[Supplied records]
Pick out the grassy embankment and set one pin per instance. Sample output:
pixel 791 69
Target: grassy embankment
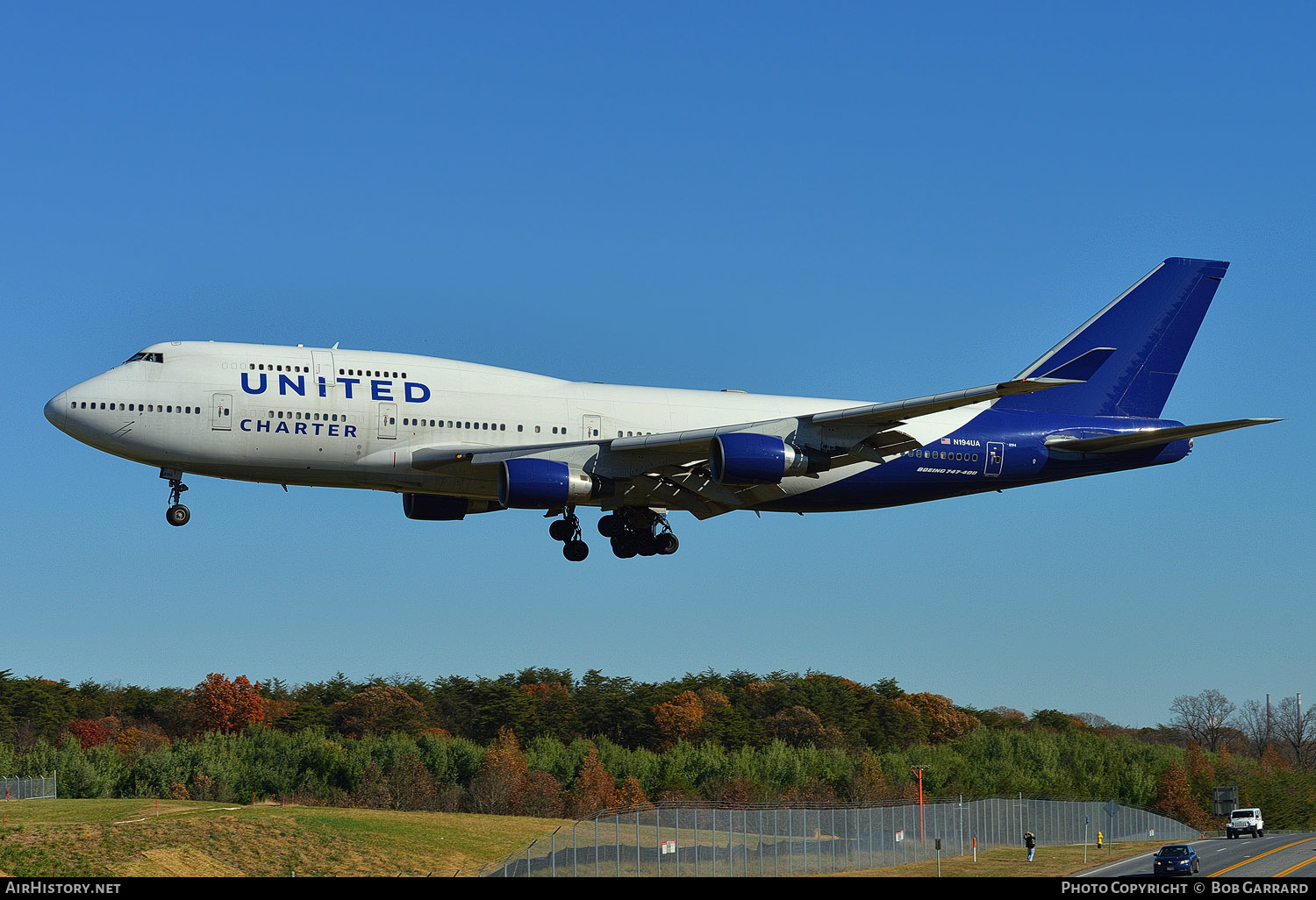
pixel 126 839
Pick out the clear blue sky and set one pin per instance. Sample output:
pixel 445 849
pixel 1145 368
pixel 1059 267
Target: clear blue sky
pixel 855 200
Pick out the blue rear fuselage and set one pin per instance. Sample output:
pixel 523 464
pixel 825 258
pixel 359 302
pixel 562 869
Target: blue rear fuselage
pixel 992 452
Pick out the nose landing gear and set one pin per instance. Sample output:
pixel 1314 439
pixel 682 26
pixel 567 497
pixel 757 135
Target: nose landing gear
pixel 568 529
pixel 176 513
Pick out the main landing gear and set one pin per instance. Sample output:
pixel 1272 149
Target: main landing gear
pixel 639 532
pixel 633 532
pixel 176 512
pixel 568 529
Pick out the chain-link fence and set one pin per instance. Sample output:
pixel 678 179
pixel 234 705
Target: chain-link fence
pixel 697 841
pixel 28 789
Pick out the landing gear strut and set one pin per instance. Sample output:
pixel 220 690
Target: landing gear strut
pixel 176 512
pixel 639 532
pixel 568 529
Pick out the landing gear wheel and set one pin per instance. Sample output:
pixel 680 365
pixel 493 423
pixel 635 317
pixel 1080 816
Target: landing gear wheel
pixel 568 529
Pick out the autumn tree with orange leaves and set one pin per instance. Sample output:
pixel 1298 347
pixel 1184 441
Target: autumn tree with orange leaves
pixel 224 705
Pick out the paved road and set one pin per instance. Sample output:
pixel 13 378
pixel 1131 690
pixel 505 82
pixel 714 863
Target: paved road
pixel 1274 855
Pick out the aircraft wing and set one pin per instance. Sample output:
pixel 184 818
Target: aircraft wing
pixel 669 470
pixel 1149 437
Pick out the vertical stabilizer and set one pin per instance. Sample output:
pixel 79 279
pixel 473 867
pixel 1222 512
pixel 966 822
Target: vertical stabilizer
pixel 1145 334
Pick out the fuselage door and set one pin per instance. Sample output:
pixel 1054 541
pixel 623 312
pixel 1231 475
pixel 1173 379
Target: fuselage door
pixel 389 420
pixel 323 363
pixel 221 412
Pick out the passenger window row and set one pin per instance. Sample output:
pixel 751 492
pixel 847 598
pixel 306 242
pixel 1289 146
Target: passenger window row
pixel 136 407
pixel 932 454
pixel 271 368
pixel 368 373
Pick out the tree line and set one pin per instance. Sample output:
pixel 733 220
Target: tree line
pixel 544 744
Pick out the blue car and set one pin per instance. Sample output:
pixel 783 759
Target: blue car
pixel 1176 860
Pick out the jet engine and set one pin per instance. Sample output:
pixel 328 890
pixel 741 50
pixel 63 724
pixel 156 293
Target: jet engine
pixel 742 458
pixel 526 483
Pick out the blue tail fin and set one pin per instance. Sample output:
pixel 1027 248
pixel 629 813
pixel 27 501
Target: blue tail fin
pixel 1137 342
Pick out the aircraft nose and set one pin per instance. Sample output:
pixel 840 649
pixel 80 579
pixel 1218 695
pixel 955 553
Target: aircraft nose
pixel 55 410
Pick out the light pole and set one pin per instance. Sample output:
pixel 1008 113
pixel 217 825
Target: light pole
pixel 918 770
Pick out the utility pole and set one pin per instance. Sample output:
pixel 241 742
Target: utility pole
pixel 918 770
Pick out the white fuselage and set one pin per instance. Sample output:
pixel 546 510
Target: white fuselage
pixel 353 418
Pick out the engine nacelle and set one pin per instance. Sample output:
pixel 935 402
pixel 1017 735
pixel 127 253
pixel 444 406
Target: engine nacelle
pixel 742 458
pixel 440 508
pixel 524 483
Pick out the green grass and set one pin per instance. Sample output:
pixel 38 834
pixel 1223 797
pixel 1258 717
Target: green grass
pixel 124 839
pixel 107 839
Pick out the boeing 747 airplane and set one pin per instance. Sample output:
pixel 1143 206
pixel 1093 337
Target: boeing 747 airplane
pixel 458 439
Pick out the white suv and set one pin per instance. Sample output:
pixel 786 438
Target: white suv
pixel 1245 821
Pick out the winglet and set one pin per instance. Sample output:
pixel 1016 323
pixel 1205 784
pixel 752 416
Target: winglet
pixel 1149 437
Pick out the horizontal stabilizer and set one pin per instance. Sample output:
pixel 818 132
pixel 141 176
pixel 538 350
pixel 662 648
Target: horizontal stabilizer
pixel 899 411
pixel 1150 437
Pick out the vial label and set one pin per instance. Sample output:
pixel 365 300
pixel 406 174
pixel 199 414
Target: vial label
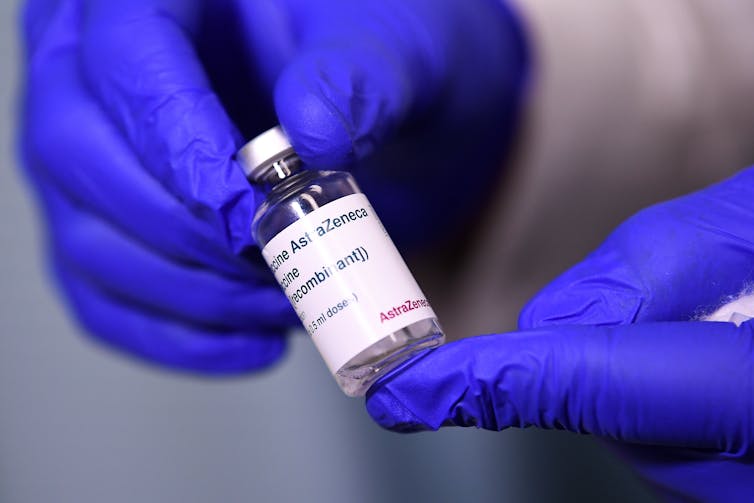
pixel 345 278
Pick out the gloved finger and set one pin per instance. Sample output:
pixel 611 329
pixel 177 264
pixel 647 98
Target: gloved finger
pixel 364 68
pixel 95 167
pixel 123 269
pixel 677 384
pixel 159 340
pixel 39 17
pixel 138 60
pixel 672 261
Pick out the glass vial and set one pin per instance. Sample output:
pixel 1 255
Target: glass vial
pixel 336 264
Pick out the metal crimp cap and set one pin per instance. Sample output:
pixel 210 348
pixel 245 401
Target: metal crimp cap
pixel 258 156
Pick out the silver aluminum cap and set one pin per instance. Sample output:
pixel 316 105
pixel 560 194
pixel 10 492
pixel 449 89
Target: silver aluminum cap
pixel 258 156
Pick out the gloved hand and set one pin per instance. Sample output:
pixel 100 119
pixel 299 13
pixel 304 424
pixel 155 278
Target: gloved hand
pixel 611 350
pixel 134 110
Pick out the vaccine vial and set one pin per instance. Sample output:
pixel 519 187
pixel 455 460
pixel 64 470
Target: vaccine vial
pixel 337 265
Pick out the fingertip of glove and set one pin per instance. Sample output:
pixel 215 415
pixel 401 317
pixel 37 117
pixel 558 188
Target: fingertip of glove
pixel 337 106
pixel 390 412
pixel 579 305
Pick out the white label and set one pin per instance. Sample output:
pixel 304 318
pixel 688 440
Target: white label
pixel 345 278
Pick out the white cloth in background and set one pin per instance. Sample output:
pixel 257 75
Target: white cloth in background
pixel 634 102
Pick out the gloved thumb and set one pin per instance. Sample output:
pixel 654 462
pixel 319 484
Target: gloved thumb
pixel 364 69
pixel 675 384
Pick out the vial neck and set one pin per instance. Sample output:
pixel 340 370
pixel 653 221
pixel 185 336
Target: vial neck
pixel 281 169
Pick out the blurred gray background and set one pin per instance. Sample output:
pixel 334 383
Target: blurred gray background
pixel 79 424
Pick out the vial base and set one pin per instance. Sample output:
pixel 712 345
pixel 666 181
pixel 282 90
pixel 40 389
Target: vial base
pixel 356 376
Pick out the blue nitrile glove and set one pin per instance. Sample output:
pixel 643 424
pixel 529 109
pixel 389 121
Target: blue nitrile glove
pixel 611 350
pixel 134 110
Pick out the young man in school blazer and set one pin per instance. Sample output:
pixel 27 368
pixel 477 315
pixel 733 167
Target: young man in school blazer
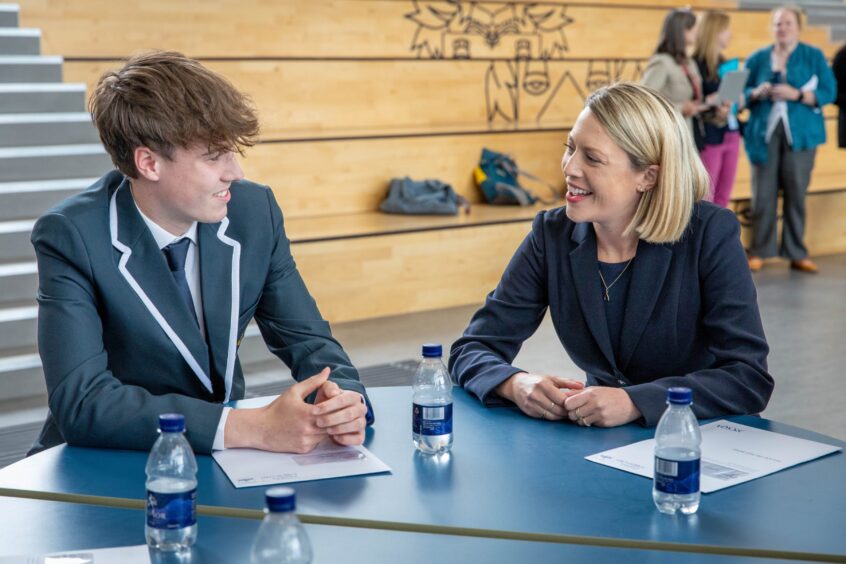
pixel 147 281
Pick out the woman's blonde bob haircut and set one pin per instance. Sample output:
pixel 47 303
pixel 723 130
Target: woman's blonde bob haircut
pixel 651 132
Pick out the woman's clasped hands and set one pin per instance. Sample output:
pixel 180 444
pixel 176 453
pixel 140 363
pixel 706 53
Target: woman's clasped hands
pixel 556 399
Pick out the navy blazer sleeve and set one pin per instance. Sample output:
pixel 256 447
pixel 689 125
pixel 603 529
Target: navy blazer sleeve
pixel 481 359
pixel 291 323
pixel 736 381
pixel 89 405
pixel 706 307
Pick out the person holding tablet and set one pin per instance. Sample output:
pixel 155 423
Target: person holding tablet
pixel 789 83
pixel 722 132
pixel 646 285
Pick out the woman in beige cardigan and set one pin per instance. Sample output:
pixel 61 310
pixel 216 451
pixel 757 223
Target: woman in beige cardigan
pixel 671 71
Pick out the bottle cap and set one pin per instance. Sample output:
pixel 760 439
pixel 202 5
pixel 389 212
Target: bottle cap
pixel 280 499
pixel 171 422
pixel 681 396
pixel 432 350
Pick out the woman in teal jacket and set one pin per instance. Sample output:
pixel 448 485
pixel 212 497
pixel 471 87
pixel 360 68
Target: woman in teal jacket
pixel 788 84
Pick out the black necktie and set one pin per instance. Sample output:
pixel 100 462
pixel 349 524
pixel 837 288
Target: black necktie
pixel 176 253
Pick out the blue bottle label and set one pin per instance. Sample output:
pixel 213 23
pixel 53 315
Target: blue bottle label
pixel 431 419
pixel 676 476
pixel 171 510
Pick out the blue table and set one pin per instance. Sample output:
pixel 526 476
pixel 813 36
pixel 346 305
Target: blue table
pixel 38 527
pixel 509 477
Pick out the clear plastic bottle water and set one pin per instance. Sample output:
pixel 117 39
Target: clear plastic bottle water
pixel 281 539
pixel 677 454
pixel 171 488
pixel 431 418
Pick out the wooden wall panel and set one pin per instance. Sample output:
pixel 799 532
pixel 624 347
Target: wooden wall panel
pixel 338 177
pixel 312 179
pixel 317 99
pixel 297 99
pixel 825 230
pixel 337 28
pixel 378 276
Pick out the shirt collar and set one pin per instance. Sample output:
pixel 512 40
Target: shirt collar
pixel 162 236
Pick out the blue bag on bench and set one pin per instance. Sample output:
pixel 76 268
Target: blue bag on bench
pixel 497 178
pixel 422 197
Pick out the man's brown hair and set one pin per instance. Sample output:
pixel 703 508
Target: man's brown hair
pixel 164 100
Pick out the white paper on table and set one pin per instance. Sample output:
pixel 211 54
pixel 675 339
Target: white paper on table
pixel 731 454
pixel 248 467
pixel 125 555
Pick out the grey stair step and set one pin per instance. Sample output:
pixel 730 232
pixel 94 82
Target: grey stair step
pixel 23 200
pixel 9 15
pixel 18 326
pixel 55 128
pixel 18 282
pixel 16 41
pixel 30 68
pixel 33 97
pixel 14 242
pixel 53 162
pixel 21 376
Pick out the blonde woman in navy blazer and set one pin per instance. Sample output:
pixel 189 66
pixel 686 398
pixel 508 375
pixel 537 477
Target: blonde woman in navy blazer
pixel 647 285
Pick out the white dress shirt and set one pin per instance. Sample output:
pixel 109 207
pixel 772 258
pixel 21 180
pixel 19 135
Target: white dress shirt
pixel 192 274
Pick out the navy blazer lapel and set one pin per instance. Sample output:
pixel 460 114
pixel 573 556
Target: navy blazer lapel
pixel 585 270
pixel 144 267
pixel 220 258
pixel 649 269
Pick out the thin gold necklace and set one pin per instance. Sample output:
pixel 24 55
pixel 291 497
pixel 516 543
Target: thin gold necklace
pixel 607 296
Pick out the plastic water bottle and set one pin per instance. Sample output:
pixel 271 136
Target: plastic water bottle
pixel 171 488
pixel 677 454
pixel 281 538
pixel 431 418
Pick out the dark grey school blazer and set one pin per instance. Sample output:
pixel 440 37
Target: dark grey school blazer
pixel 691 319
pixel 117 342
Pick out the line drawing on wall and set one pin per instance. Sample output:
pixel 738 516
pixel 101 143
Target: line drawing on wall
pixel 529 43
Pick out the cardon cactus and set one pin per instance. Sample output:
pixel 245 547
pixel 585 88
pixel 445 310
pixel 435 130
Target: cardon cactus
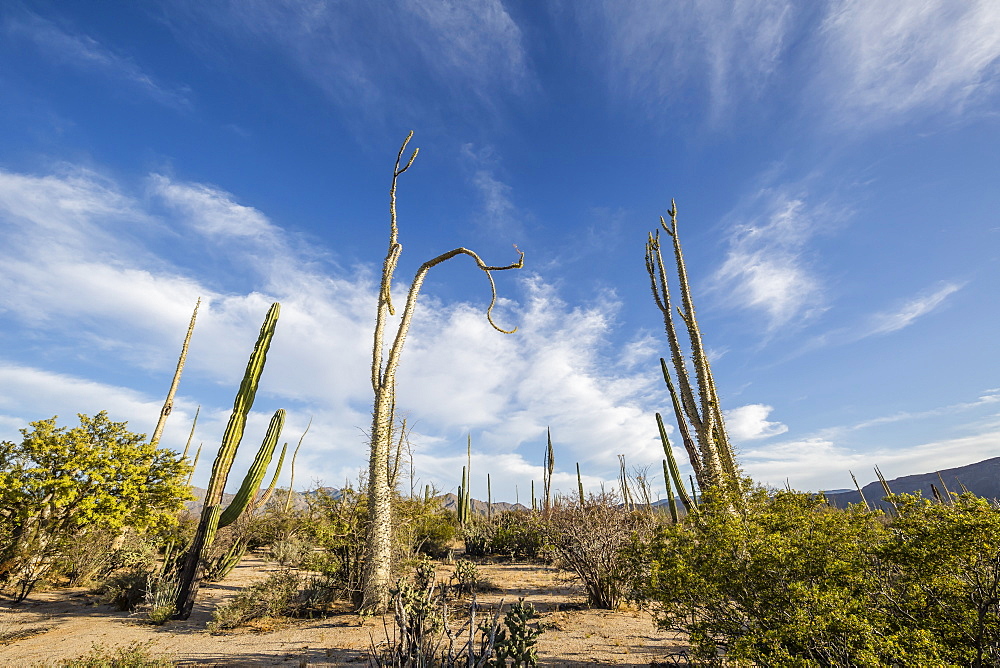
pixel 671 465
pixel 212 513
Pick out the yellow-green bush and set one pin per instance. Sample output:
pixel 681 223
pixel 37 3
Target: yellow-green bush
pixel 784 579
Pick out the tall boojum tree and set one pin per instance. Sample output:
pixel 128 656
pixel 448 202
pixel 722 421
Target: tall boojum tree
pixel 694 396
pixel 376 580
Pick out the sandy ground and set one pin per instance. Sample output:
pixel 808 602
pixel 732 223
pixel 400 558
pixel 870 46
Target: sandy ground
pixel 60 624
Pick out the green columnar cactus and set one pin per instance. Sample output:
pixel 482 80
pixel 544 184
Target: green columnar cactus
pixel 860 491
pixel 672 502
pixel 194 565
pixel 295 456
pixel 688 502
pixel 550 465
pixel 168 404
pixel 463 498
pixel 224 564
pixel 247 494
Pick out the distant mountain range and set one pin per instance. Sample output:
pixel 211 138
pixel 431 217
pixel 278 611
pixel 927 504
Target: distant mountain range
pixel 981 478
pixel 449 501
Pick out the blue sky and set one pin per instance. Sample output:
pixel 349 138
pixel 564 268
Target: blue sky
pixel 835 165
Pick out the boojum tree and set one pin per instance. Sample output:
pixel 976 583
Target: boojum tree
pixel 376 578
pixel 692 390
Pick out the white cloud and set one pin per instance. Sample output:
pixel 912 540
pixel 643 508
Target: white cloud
pixel 730 49
pixel 906 315
pixel 213 212
pixel 818 463
pixel 887 59
pixel 104 296
pixel 748 423
pixel 765 268
pixel 373 58
pixel 85 53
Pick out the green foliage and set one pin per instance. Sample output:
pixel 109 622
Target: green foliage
pixel 787 580
pixel 134 655
pixel 466 577
pixel 511 534
pixel 517 641
pixel 424 526
pixel 427 634
pixel 272 597
pixel 939 572
pixel 60 484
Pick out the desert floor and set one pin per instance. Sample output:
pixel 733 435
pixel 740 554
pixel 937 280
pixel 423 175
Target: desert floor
pixel 66 623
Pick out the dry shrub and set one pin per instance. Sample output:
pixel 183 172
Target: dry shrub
pixel 596 543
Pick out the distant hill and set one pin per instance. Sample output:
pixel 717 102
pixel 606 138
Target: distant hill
pixel 449 501
pixel 981 478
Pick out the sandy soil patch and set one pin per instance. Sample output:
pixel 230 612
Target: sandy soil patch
pixel 61 624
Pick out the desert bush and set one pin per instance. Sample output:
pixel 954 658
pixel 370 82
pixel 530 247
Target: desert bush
pixel 134 655
pixel 785 579
pixel 426 633
pixel 284 593
pixel 596 543
pixel 938 573
pixel 511 534
pixel 466 577
pixel 126 589
pixel 293 551
pixel 62 483
pixel 275 596
pixel 780 581
pixel 425 527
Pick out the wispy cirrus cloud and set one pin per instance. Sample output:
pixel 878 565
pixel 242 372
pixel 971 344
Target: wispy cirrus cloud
pixel 908 313
pixel 728 52
pixel 886 60
pixel 84 53
pixel 108 293
pixel 374 59
pixel 766 268
pixel 750 423
pixel 500 215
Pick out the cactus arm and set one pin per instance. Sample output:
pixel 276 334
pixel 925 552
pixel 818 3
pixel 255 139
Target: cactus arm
pixel 241 408
pixel 269 492
pixel 194 423
pixel 251 483
pixel 295 456
pixel 672 502
pixel 688 502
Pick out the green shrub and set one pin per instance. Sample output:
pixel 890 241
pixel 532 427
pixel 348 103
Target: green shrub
pixel 275 596
pixel 940 569
pixel 511 534
pixel 784 579
pixel 134 655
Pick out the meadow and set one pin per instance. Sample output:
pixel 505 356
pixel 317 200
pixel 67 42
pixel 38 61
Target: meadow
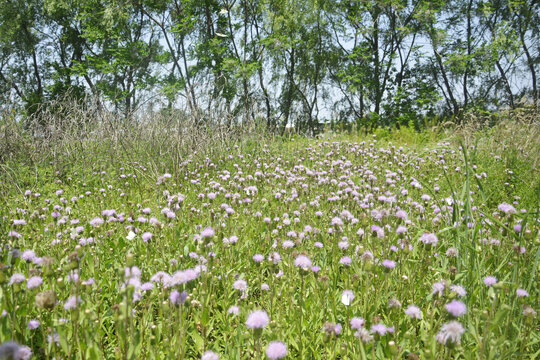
pixel 399 245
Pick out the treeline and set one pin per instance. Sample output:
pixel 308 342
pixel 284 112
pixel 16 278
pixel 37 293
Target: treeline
pixel 281 62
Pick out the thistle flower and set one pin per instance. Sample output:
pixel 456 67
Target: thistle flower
pixel 357 323
pixel 507 209
pixel 276 350
pixel 456 308
pixel 379 329
pixel 302 262
pixel 207 233
pixel 16 278
pixel 258 319
pixel 146 236
pixel 240 285
pixel 450 333
pixel 347 297
pixel 34 282
pixel 459 290
pixel 234 310
pixel 438 288
pixel 364 335
pixel 413 312
pixel 394 303
pixel 96 221
pixel 428 239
[/Supplied records]
§ **Exercise description**:
Reproduce the entries above exactly, but only the lines between the line holding "Pick out the tree line" and the line holding "Pick out the utility", inclusive.

§ **Output for this task**:
Pick out the tree line and set one pin per instance. Sample output:
pixel 733 220
Target: tree line
pixel 544 744
Pick out the blue car and set one pin per instance. Sample output:
pixel 783 759
Target: blue car
pixel 1176 860
Pick out the jet engine and set one pin per instance. Sample output:
pixel 328 890
pixel 741 50
pixel 63 724
pixel 156 293
Target: jet engine
pixel 742 458
pixel 526 483
Pick out the blue tail fin and set one pin per instance. Sample output:
pixel 1027 248
pixel 629 813
pixel 27 501
Target: blue tail fin
pixel 1137 342
Pick out the aircraft nose and set one pin per instance. Sample output:
pixel 840 649
pixel 80 579
pixel 1218 695
pixel 955 553
Target: aircraft nose
pixel 55 410
Pick out the light pole and set one pin per instance. Sample output:
pixel 1008 113
pixel 217 825
Target: light pole
pixel 918 770
Pick out the utility pole and set one pin per instance. Sample output:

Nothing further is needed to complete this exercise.